• _Problems and tasks_
1 – Using the Snowflake Loader setup text, explain in one to three sentences why Snowflake recommends the storage integration option.
2 – According to the Snowflake Loader setup text, how many authentication options does Snowflake Loader support, and what are they?
3 – Reproduce the Snowflake Loader setup text from "1. create an" up to and including "language: JavaScript (javascript)", substituting "access policy" for "trust policy".

• _Text excerpt_
_ _ _ _ _
Pipeline Components and Applications

  1. Home
  2. Docs
  3. Pipeline Components and Applications
  4. Loaders and storage targets
  5. Snowflake Loader
  6. Setup


Snowflake Loader supports 3 authentication options: storage integration, IAM role and IAM credentials.

Setting up a storage integration

This section is only for users loading data into Snowflake using storage integration auth mechanism.

Snowflake highly recommend this option, which avoids the need to supply AWS IAM credentials when creating stages or loading data.

To setup an integration, we recommend following Snowflake’s tutorial up to step 6 so that you

  1. create an IAM policy with required permissions
  2. create an IAM role using the policy created at step 1
  3. create a storage integration at Snowflake
  4. update trust policy of the IAM role

Now you can configure your loader where top level auth looks like following as an example:

"auth": { "integrationName": "SNOWPLOW_S3_INTEGRATION" }
Code language: JavaScript (javascript)

Don’t forget to use 1-0-3 version of configuration schema.

Assuming that loader configuration is updated, you can run loader’s setup subcommand to have remaining entities created automatically.

Setting up a load role

This section is only for users loading data into Snowflake using roleArn/sessionDuration auth mechanism. With this mechanism, Snowflake Loader sends AssumeRole request to AWS Security Token Service and it returns temporary credentials (with lifespan equal sessionDuration of seconds), which then passed with COPY INTO statement, allowing Snowflake to aunthenticate itself in your account. This is similar to what RDB Loader does for loading Redshift, main difference is that Snowflake Loader authenticates third-party AWS account (belonging to Snowflake Computing) to read data from S3.
_ _ _ _ _
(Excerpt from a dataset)
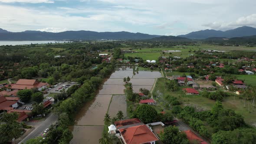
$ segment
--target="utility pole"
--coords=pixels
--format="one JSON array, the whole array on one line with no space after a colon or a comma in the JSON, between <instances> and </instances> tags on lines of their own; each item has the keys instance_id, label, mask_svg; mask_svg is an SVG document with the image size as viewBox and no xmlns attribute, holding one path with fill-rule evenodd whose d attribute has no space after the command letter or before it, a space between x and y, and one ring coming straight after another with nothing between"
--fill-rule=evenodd
<instances>
[{"instance_id":1,"label":"utility pole","mask_svg":"<svg viewBox=\"0 0 256 144\"><path fill-rule=\"evenodd\" d=\"M169 71L171 72L171 58L170 58L170 65L169 66Z\"/></svg>"}]
</instances>

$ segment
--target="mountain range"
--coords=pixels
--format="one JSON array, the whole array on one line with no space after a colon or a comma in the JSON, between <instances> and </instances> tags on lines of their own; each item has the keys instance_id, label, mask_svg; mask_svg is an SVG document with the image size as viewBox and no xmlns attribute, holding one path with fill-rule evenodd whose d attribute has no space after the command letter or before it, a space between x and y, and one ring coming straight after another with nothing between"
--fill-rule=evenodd
<instances>
[{"instance_id":1,"label":"mountain range","mask_svg":"<svg viewBox=\"0 0 256 144\"><path fill-rule=\"evenodd\" d=\"M177 36L190 39L205 39L210 37L226 37L230 38L256 35L256 29L250 26L243 26L225 31L214 29L206 29L193 32L186 35Z\"/></svg>"},{"instance_id":2,"label":"mountain range","mask_svg":"<svg viewBox=\"0 0 256 144\"><path fill-rule=\"evenodd\" d=\"M51 33L26 30L22 32L11 32L0 29L0 41L62 40L95 39L144 39L161 36L151 35L139 33L127 32L96 32L90 31L67 31Z\"/></svg>"}]
</instances>

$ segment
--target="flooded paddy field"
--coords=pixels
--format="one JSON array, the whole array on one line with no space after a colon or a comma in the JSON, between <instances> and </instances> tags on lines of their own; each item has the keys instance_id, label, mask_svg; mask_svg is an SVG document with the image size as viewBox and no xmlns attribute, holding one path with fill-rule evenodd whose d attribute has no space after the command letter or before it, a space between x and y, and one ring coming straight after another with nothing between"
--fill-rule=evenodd
<instances>
[{"instance_id":1,"label":"flooded paddy field","mask_svg":"<svg viewBox=\"0 0 256 144\"><path fill-rule=\"evenodd\" d=\"M99 89L95 98L85 103L76 114L75 125L71 127L73 137L70 144L98 144L101 138L104 116L108 106L108 112L111 118L118 111L121 111L125 117L127 116L124 78L131 78L134 92L138 93L140 88L150 90L155 79L162 76L159 72L138 73L134 75L132 69L125 66L116 69Z\"/></svg>"},{"instance_id":2,"label":"flooded paddy field","mask_svg":"<svg viewBox=\"0 0 256 144\"><path fill-rule=\"evenodd\" d=\"M123 112L124 117L127 116L126 112L126 97L125 95L114 95L108 109L108 114L111 118L115 116L118 111Z\"/></svg>"},{"instance_id":3,"label":"flooded paddy field","mask_svg":"<svg viewBox=\"0 0 256 144\"><path fill-rule=\"evenodd\" d=\"M97 95L89 108L85 107L87 108L77 115L75 125L104 125L104 115L107 113L112 97L110 95Z\"/></svg>"},{"instance_id":4,"label":"flooded paddy field","mask_svg":"<svg viewBox=\"0 0 256 144\"><path fill-rule=\"evenodd\" d=\"M71 129L73 130L72 133L74 137L69 143L98 144L104 128L104 126L73 126Z\"/></svg>"}]
</instances>

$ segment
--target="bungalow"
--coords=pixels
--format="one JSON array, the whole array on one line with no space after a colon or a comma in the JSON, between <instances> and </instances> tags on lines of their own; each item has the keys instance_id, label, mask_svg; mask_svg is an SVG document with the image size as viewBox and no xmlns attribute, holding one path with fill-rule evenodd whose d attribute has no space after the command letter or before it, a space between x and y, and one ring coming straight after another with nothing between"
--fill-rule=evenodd
<instances>
[{"instance_id":1,"label":"bungalow","mask_svg":"<svg viewBox=\"0 0 256 144\"><path fill-rule=\"evenodd\" d=\"M216 82L220 86L223 86L224 84L222 82L224 81L223 79L215 79L215 82Z\"/></svg>"},{"instance_id":2,"label":"bungalow","mask_svg":"<svg viewBox=\"0 0 256 144\"><path fill-rule=\"evenodd\" d=\"M207 142L205 141L202 138L197 136L195 133L190 130L184 131L186 135L187 135L187 138L190 141L191 144L207 144Z\"/></svg>"},{"instance_id":3,"label":"bungalow","mask_svg":"<svg viewBox=\"0 0 256 144\"><path fill-rule=\"evenodd\" d=\"M253 75L254 74L254 72L251 72L250 71L245 71L245 73L246 75Z\"/></svg>"},{"instance_id":4,"label":"bungalow","mask_svg":"<svg viewBox=\"0 0 256 144\"><path fill-rule=\"evenodd\" d=\"M139 93L139 95L140 96L146 96L146 95L144 95L143 93Z\"/></svg>"},{"instance_id":5,"label":"bungalow","mask_svg":"<svg viewBox=\"0 0 256 144\"><path fill-rule=\"evenodd\" d=\"M180 84L180 85L184 85L187 84L186 83L185 83L186 79L187 79L187 82L193 81L192 79L187 77L179 77L177 78L177 79L178 80L178 83L179 83L179 84Z\"/></svg>"},{"instance_id":6,"label":"bungalow","mask_svg":"<svg viewBox=\"0 0 256 144\"><path fill-rule=\"evenodd\" d=\"M30 89L36 88L39 91L47 88L48 84L39 82L35 79L20 79L16 84L11 86L11 88L13 89L22 90L25 89Z\"/></svg>"},{"instance_id":7,"label":"bungalow","mask_svg":"<svg viewBox=\"0 0 256 144\"><path fill-rule=\"evenodd\" d=\"M198 95L199 92L194 88L184 88L183 89L184 92L186 92L186 95Z\"/></svg>"},{"instance_id":8,"label":"bungalow","mask_svg":"<svg viewBox=\"0 0 256 144\"><path fill-rule=\"evenodd\" d=\"M122 144L155 144L156 141L159 140L158 137L152 132L152 129L138 118L117 121L115 122L114 124L115 128L111 125L109 127L109 128L111 128L109 129L109 131L111 131L110 133L113 133L111 132L113 131L118 131L120 133L118 138Z\"/></svg>"},{"instance_id":9,"label":"bungalow","mask_svg":"<svg viewBox=\"0 0 256 144\"><path fill-rule=\"evenodd\" d=\"M0 96L0 110L9 110L17 107L16 101L8 101L5 97Z\"/></svg>"},{"instance_id":10,"label":"bungalow","mask_svg":"<svg viewBox=\"0 0 256 144\"><path fill-rule=\"evenodd\" d=\"M244 85L245 84L242 81L235 80L234 81L232 82L233 84L234 85Z\"/></svg>"},{"instance_id":11,"label":"bungalow","mask_svg":"<svg viewBox=\"0 0 256 144\"><path fill-rule=\"evenodd\" d=\"M147 104L148 105L154 105L155 101L153 99L142 99L139 102L140 104Z\"/></svg>"},{"instance_id":12,"label":"bungalow","mask_svg":"<svg viewBox=\"0 0 256 144\"><path fill-rule=\"evenodd\" d=\"M6 91L3 91L0 92L0 96L17 96L17 92L18 90L17 89L15 89L12 91L7 92Z\"/></svg>"}]
</instances>

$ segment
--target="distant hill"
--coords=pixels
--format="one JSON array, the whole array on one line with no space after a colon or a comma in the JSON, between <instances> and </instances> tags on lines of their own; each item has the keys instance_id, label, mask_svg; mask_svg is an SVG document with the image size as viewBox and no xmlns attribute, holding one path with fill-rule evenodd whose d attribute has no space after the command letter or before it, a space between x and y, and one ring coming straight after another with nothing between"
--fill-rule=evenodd
<instances>
[{"instance_id":1,"label":"distant hill","mask_svg":"<svg viewBox=\"0 0 256 144\"><path fill-rule=\"evenodd\" d=\"M149 40L154 41L186 41L190 40L190 39L184 37L170 36L162 36L158 37L155 37Z\"/></svg>"},{"instance_id":2,"label":"distant hill","mask_svg":"<svg viewBox=\"0 0 256 144\"><path fill-rule=\"evenodd\" d=\"M6 30L0 28L0 33L10 33L10 32Z\"/></svg>"},{"instance_id":3,"label":"distant hill","mask_svg":"<svg viewBox=\"0 0 256 144\"><path fill-rule=\"evenodd\" d=\"M127 32L96 32L90 31L67 31L50 33L26 30L22 32L10 32L0 29L0 40L61 40L96 39L144 39L160 37L139 33Z\"/></svg>"},{"instance_id":4,"label":"distant hill","mask_svg":"<svg viewBox=\"0 0 256 144\"><path fill-rule=\"evenodd\" d=\"M213 29L206 29L193 32L178 36L190 39L205 39L212 37L230 38L235 37L247 36L256 35L256 29L252 27L243 26L226 31Z\"/></svg>"}]
</instances>

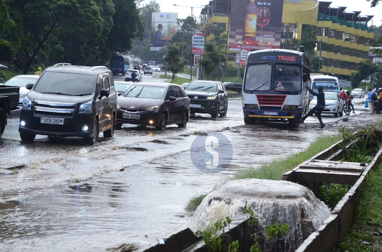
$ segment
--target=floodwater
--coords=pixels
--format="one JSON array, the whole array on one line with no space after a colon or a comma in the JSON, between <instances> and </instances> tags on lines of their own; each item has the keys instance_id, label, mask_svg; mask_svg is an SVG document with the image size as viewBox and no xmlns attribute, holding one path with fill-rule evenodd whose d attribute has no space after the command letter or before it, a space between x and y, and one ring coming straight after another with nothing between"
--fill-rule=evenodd
<instances>
[{"instance_id":1,"label":"floodwater","mask_svg":"<svg viewBox=\"0 0 382 252\"><path fill-rule=\"evenodd\" d=\"M186 228L188 200L208 193L243 168L305 149L322 134L303 125L244 125L241 100L230 100L226 118L197 115L185 129L164 132L127 125L94 146L81 139L20 142L18 119L9 120L0 141L0 166L25 164L0 175L0 251L105 251L123 243L144 247ZM316 120L316 118L314 118ZM231 143L227 169L204 173L190 148L202 132L219 132ZM100 135L102 137L102 134ZM1 174L1 173L0 173Z\"/></svg>"}]
</instances>

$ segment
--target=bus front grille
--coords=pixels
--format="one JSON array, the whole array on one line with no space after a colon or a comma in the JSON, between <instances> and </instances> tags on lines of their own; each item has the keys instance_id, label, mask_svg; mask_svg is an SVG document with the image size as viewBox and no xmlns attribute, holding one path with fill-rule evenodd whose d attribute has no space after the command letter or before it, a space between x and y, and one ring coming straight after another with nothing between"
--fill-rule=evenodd
<instances>
[{"instance_id":1,"label":"bus front grille","mask_svg":"<svg viewBox=\"0 0 382 252\"><path fill-rule=\"evenodd\" d=\"M283 106L286 96L256 94L259 106Z\"/></svg>"}]
</instances>

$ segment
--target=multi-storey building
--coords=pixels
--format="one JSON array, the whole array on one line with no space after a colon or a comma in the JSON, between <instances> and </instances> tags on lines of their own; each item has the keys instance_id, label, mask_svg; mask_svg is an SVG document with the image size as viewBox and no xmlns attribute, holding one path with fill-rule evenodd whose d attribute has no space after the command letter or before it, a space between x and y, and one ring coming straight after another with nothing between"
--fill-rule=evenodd
<instances>
[{"instance_id":1,"label":"multi-storey building","mask_svg":"<svg viewBox=\"0 0 382 252\"><path fill-rule=\"evenodd\" d=\"M202 10L201 29L206 34L206 41L213 37L214 27L223 27L226 32L229 33L228 23L234 15L241 15L244 18L244 13L232 11L236 2L212 0ZM367 24L373 16L362 15L360 11L348 11L346 7L333 6L330 2L284 2L280 48L288 48L290 46L288 41L292 39L301 39L303 31L310 28L316 31L317 46L315 56L319 58L321 55L321 73L349 76L360 62L368 58L368 41L373 38L374 33L372 27L368 27ZM229 61L233 64L234 55L238 52L229 49L228 51L229 64Z\"/></svg>"}]
</instances>

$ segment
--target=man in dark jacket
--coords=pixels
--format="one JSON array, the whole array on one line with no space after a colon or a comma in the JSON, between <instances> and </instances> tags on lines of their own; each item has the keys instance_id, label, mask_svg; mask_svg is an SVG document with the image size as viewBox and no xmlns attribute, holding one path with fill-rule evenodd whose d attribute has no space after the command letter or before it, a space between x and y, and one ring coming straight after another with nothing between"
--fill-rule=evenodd
<instances>
[{"instance_id":1,"label":"man in dark jacket","mask_svg":"<svg viewBox=\"0 0 382 252\"><path fill-rule=\"evenodd\" d=\"M302 122L304 122L304 121L307 118L307 117L313 115L313 114L315 113L317 114L317 117L318 118L318 120L320 121L320 128L323 128L325 127L325 125L324 125L323 122L322 122L322 119L321 118L321 113L325 108L325 93L322 90L322 87L318 87L318 92L316 92L310 89L308 86L307 86L307 88L309 90L310 93L317 97L317 105L314 108L312 109L308 114L304 116Z\"/></svg>"}]
</instances>

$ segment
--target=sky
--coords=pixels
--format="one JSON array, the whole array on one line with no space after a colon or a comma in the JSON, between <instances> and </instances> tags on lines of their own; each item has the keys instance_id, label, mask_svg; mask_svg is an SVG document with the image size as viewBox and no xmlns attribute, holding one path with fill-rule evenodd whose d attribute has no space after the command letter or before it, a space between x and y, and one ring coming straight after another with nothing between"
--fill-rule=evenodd
<instances>
[{"instance_id":1,"label":"sky","mask_svg":"<svg viewBox=\"0 0 382 252\"><path fill-rule=\"evenodd\" d=\"M144 3L149 3L149 0L145 0ZM188 1L180 1L179 0L156 0L156 1L160 6L160 10L162 12L177 12L178 18L185 18L188 16L191 15L191 7L193 7L193 14L196 18L198 18L202 8L206 5L208 5L209 0L193 0ZM322 1L331 2L331 1ZM336 7L347 7L346 11L362 11L361 15L372 15L374 16L372 19L373 25L379 26L382 24L382 1L376 7L371 8L370 2L366 0L333 0L331 1L331 6ZM187 4L189 3L189 4ZM174 6L175 4L178 6ZM180 6L186 6L181 7ZM370 21L368 25L371 25Z\"/></svg>"}]
</instances>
_ _ _ _ _
• _Results of the tasks_
1 – Snowflake recommends the storage integration option because it avoids the need to supply AWS IAM credentials when creating stages or loading data.

2 – It supports three options: storage integration, IAM role and IAM credentials.

3 –
1. create an IAM policy with required permissions
  2. create an IAM role using the policy created at step 1
  3. create a storage integration at Snowflake
  4. update access policy of the IAM role

Now you can configure your loader where top level auth looks like following as an example:

"auth": { "integrationName": "SNOWPLOW_S3_INTEGRATION" }
Code language: JavaScript (javascript)